* Dataset records *
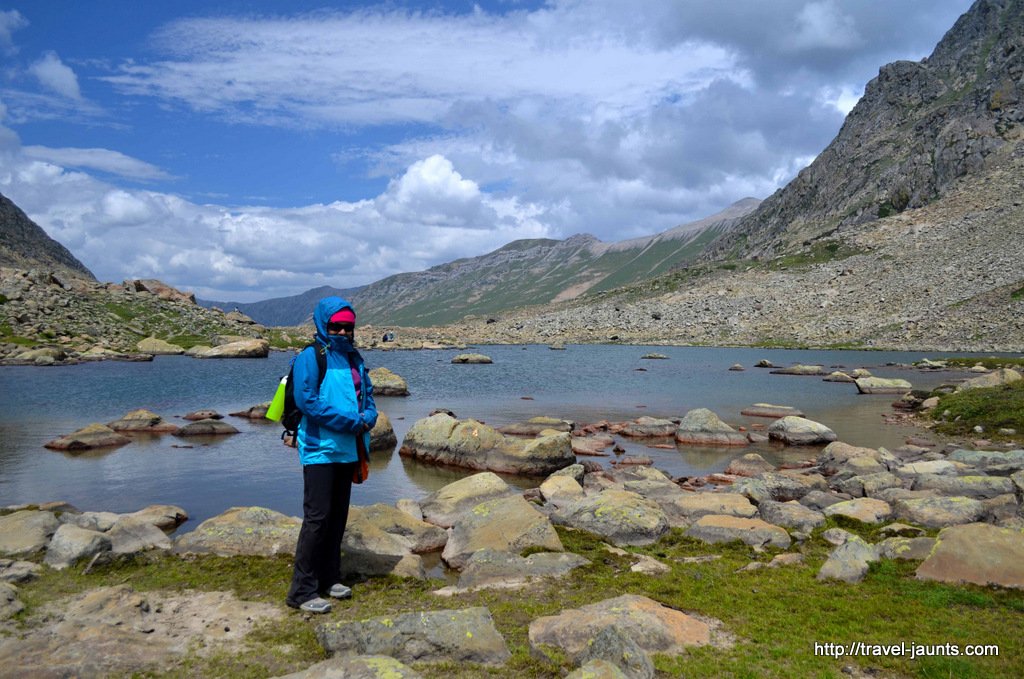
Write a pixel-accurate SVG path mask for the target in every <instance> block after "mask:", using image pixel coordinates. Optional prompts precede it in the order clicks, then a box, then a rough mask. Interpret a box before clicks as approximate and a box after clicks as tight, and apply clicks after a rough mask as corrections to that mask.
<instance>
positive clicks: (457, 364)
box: [452, 353, 495, 365]
mask: <svg viewBox="0 0 1024 679" xmlns="http://www.w3.org/2000/svg"><path fill="white" fill-rule="evenodd" d="M452 363H453V364H456V365H459V364H463V365H465V364H493V363H495V362H494V360H492V358H490V356H487V355H484V354H482V353H460V354H459V355H457V356H456V357H454V358H452Z"/></svg>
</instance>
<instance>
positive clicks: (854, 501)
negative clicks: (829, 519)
mask: <svg viewBox="0 0 1024 679" xmlns="http://www.w3.org/2000/svg"><path fill="white" fill-rule="evenodd" d="M892 513H893V512H892V507H891V506H890V505H889V503H888V502H885V501H884V500H877V499H874V498H857V499H856V500H847V501H845V502H837V503H836V504H835V505H829V506H828V507H825V508H824V515H825V516H845V517H846V518H852V519H854V520H857V521H860V522H861V523H881V522H882V521H885V520H886V519H888V518H889V517H890V516H892Z"/></svg>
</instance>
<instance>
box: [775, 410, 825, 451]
mask: <svg viewBox="0 0 1024 679" xmlns="http://www.w3.org/2000/svg"><path fill="white" fill-rule="evenodd" d="M768 437H769V438H771V439H773V440H780V441H782V442H783V443H785V444H786V445H814V444H816V443H828V442H830V441H834V440H836V439H837V438H838V436H837V435H836V432H835V431H833V430H831V429H829V428H828V427H826V426H825V425H823V424H820V423H818V422H815V421H813V420H808V419H806V418H802V417H794V416H792V415H791V416H787V417H783V418H779V419H778V420H776V421H775V422H772V423H771V425H770V426H769V427H768Z"/></svg>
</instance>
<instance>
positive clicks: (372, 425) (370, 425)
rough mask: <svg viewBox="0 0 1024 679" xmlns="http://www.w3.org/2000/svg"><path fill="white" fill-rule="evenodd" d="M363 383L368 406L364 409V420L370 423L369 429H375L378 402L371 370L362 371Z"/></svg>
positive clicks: (362, 416)
mask: <svg viewBox="0 0 1024 679" xmlns="http://www.w3.org/2000/svg"><path fill="white" fill-rule="evenodd" d="M362 384H364V389H366V402H367V408H366V410H365V411H362V421H364V422H366V423H367V425H369V426H368V429H373V428H374V427H376V426H377V404H376V402H375V401H374V383H373V382H372V381H371V380H370V371H369V370H365V371H364V373H362Z"/></svg>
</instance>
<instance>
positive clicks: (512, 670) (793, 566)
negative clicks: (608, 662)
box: [16, 520, 1024, 679]
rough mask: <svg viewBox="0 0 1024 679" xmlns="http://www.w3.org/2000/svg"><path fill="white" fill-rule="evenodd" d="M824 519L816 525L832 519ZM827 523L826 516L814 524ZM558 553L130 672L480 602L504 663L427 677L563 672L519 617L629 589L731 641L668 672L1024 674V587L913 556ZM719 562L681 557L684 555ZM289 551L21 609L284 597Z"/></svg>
mask: <svg viewBox="0 0 1024 679" xmlns="http://www.w3.org/2000/svg"><path fill="white" fill-rule="evenodd" d="M839 524H840V523H838V522H837V521H835V520H831V521H830V522H829V523H828V524H827V525H839ZM842 525H843V526H844V527H846V528H847V529H849V531H851V532H854V533H857V534H858V535H861V536H862V537H864V538H865V539H870V540H877V539H878V538H879V537H880V536H879V535H878V529H877V527H873V526H868V525H864V524H859V523H857V522H855V521H843V522H842ZM825 527H827V526H825ZM558 533H559V536H560V538H561V540H562V542H563V544H564V545H565V547H566V549H567V550H569V551H572V552H575V553H579V554H582V555H583V556H585V557H587V558H588V559H590V561H591V565H588V566H584V567H583V568H579V569H577V570H575V571H573V574H572V575H571V576H569V577H568V578H566V579H564V580H562V581H559V582H557V583H552V584H547V585H543V584H542V585H535V586H532V587H530V588H528V589H526V590H523V591H520V592H508V591H484V592H477V593H471V594H465V595H461V596H459V597H457V598H444V597H437V596H435V595H433V594H432V590H434V589H436V588H438V587H440V586H441V585H442V583H440V582H439V581H433V582H420V581H414V580H399V579H394V578H382V579H373V580H371V581H369V582H366V583H360V584H358V585H356V587H355V596H354V598H353V599H352V600H351V601H350V602H345V603H343V604H340V605H339V606H337V607H336V609H335V610H334V611H333V612H331V613H329V614H328V616H325V617H323V618H317V619H313V620H306V619H305V618H304V617H302V616H300V614H298V613H293V612H291V611H290V612H289V613H288V614H287V616H285V617H284V619H283V620H281V621H278V622H273V623H267V624H265V625H263V626H262V627H260V628H259V629H258V630H257V631H256V632H254V633H253V634H251V635H250V638H249V639H248V644H247V646H246V648H245V649H243V650H242V651H240V652H237V653H223V652H221V653H218V654H215V655H214V656H212V657H202V656H200V655H199V654H197V653H193V654H190V655H188V656H187V657H186V659H184V660H183V661H182V662H181V663H180V664H179V665H177V666H175V667H167V668H162V669H161V671H160V672H155V673H148V674H144V675H139V676H147V677H186V676H187V677H232V676H272V675H273V674H284V673H287V672H293V671H297V670H299V669H302V668H304V667H306V666H308V665H311V664H313V663H315V662H318V661H319V660H322V659H323V656H324V652H323V650H322V649H321V648H319V647H318V645H317V644H316V642H315V639H314V634H313V631H314V628H315V625H316V624H318V623H321V622H326V621H345V620H362V619H367V618H373V617H378V616H394V614H399V613H403V612H414V611H419V610H426V609H441V608H462V607H468V606H476V605H483V606H486V607H487V608H488V609H489V610H490V612H492V616H493V618H494V620H495V622H496V625H497V626H498V629H499V631H500V632H501V633H502V635H503V636H504V637H505V639H506V641H507V643H508V646H509V649H510V651H511V652H512V657H511V660H510V661H509V662H508V663H507V664H506V665H505V666H504V667H502V668H499V669H495V668H483V667H478V666H473V665H471V664H458V665H455V664H435V665H417V666H416V669H417V670H418V671H419V672H420V673H421V674H422V675H423V676H425V677H429V678H436V679H441V678H446V677H451V676H460V677H480V678H483V677H515V678H517V679H518V678H519V677H535V678H548V677H551V678H554V677H561V676H564V675H565V674H566V673H567V672H568V671H569V670H570V669H571V667H570V666H569V664H568V663H567V662H564V661H563V662H560V663H557V662H556V663H554V664H552V663H549V662H546V661H542V660H539V659H537V657H534V656H532V655H531V654H530V652H529V643H528V638H527V631H528V627H529V623H530V622H531V621H534V620H536V619H538V618H540V617H542V616H550V614H556V613H558V612H559V611H561V610H563V609H565V608H575V607H579V606H582V605H586V604H589V603H594V602H597V601H601V600H603V599H606V598H610V597H613V596H618V595H621V594H626V593H634V594H640V595H644V596H648V597H650V598H653V599H655V600H657V601H659V602H662V603H663V604H665V605H668V606H671V607H674V608H677V609H680V610H683V611H685V612H688V613H698V614H701V616H707V617H711V618H715V619H718V620H720V621H721V622H722V623H723V626H724V630H725V631H726V632H727V633H728V635H729V636H730V638H731V639H732V645H731V647H727V648H713V647H705V648H694V649H691V650H689V651H688V652H687V653H686V654H684V655H682V656H679V657H670V656H660V655H658V656H655V657H654V664H655V667H656V668H657V670H658V672H659V676H673V677H682V676H685V677H841V676H843V674H842V668H844V667H846V666H850V665H852V666H857V667H860V668H861V669H862V670H864V671H868V670H869V671H871V672H878V673H881V674H882V675H884V676H903V677H940V676H941V677H950V676H952V677H990V676H1022V675H1024V635H1021V634H1020V630H1021V629H1022V626H1024V592H1020V591H1006V590H998V589H991V588H981V587H974V586H951V585H942V584H936V583H928V582H921V581H918V580H915V579H914V577H913V571H914V568H915V564H913V563H905V562H895V561H882V562H879V563H877V564H873V565H872V567H871V569H870V571H869V572H868V575H867V577H866V578H865V580H864V582H862V583H860V584H858V585H846V584H842V583H819V582H817V581H816V580H815V574H816V572H817V570H818V569H819V568H820V566H821V563H822V562H823V560H824V559H825V558H826V556H827V554H828V552H829V550H830V549H831V548H830V547H829V546H828V545H826V544H825V543H824V542H823V541H822V540H820V538H818V537H817V535H819V534H817V533H816V534H815V537H814V538H812V539H811V540H810V541H808V543H806V544H805V545H804V546H803V547H798V548H795V549H797V550H799V551H801V552H802V553H803V554H804V559H805V563H804V564H803V565H797V566H786V567H781V568H763V569H761V570H757V571H753V572H737V569H738V568H740V567H741V566H743V565H745V564H748V563H749V562H751V561H754V560H758V561H767V560H769V559H770V557H771V555H772V553H767V554H759V553H756V552H754V551H753V550H752V549H751V548H749V547H746V546H745V545H741V544H739V543H735V544H731V545H721V546H709V545H705V544H702V543H699V542H697V541H694V540H692V539H689V538H686V537H685V536H683V535H682V533H681V532H679V531H673V532H672V533H670V534H669V535H667V536H666V537H665V538H663V539H662V540H660V541H659V542H658V543H656V544H654V545H652V546H649V547H644V548H631V549H632V551H633V552H636V553H642V554H647V555H650V556H653V557H654V558H657V559H658V560H660V561H662V562H664V563H666V564H668V565H670V566H671V568H672V571H671V572H670V574H667V575H663V576H653V577H652V576H645V575H640V574H635V572H632V571H631V570H630V565H631V559H630V558H629V557H626V556H618V555H614V554H611V553H610V552H607V551H606V550H605V549H604V546H603V545H602V543H601V541H600V540H598V539H597V538H595V537H594V536H591V535H589V534H586V533H582V532H577V531H571V529H563V528H558ZM709 554H716V555H718V556H719V557H720V558H718V559H717V560H714V561H709V562H701V563H693V562H691V563H687V562H685V561H684V560H683V559H684V558H685V557H689V556H705V555H709ZM290 576H291V567H290V564H289V560H288V559H287V558H258V557H233V558H222V557H214V556H204V557H196V558H189V559H181V558H178V557H173V556H168V557H154V558H144V559H137V560H135V561H134V562H131V563H129V564H122V565H118V566H111V567H108V568H105V569H101V570H99V571H98V572H93V574H89V575H84V574H83V572H81V569H76V568H71V569H69V570H65V571H61V572H59V574H58V572H55V571H51V570H49V569H46V570H45V571H44V574H43V576H42V577H41V579H40V580H39V581H37V582H35V583H32V584H29V585H25V586H23V587H22V599H23V601H25V602H26V603H27V604H28V606H29V610H27V611H26V612H23V613H20V614H18V616H17V617H16V620H18V621H22V622H24V621H26V618H27V616H28V614H29V613H31V611H32V610H38V607H39V606H40V605H42V604H43V603H44V602H46V601H49V600H52V599H55V598H57V597H61V596H67V595H70V594H73V593H75V592H79V591H83V590H85V589H88V588H93V587H99V586H105V585H114V584H128V585H130V586H132V587H133V588H135V589H136V590H138V591H145V590H166V589H171V590H180V589H198V590H211V591H214V590H228V591H233V592H234V593H236V594H237V595H239V596H240V597H243V598H246V599H252V600H257V601H267V602H274V603H279V604H280V603H281V602H282V601H283V599H284V597H285V593H286V590H287V587H288V584H289V581H290ZM854 641H865V642H869V643H885V644H891V643H898V642H900V641H906V642H908V643H909V642H913V643H919V644H945V643H952V644H959V645H964V644H997V645H998V646H999V650H1000V653H999V655H998V656H997V657H959V659H949V657H929V659H921V660H918V661H910V659H909V657H897V656H893V657H886V656H879V657H841V659H833V657H827V656H821V655H815V654H814V643H815V642H818V643H823V642H834V643H851V642H854Z"/></svg>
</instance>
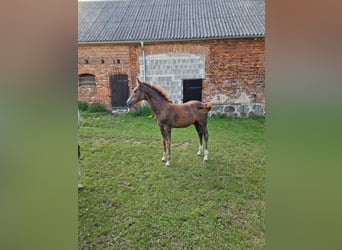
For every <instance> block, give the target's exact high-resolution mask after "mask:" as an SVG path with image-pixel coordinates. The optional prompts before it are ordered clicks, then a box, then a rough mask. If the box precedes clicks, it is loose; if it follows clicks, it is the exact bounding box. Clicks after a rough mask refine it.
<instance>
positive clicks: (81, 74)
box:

* To-do item *
Which lines of the records contain the string "positive", matching case exactly? Report each such line in full.

* The completed task *
positive clicks: (457, 364)
positive clicks: (854, 501)
positive clicks: (372, 425) (370, 425)
positive clicks: (362, 416)
positive clicks: (512, 670) (793, 566)
positive clicks: (81, 74)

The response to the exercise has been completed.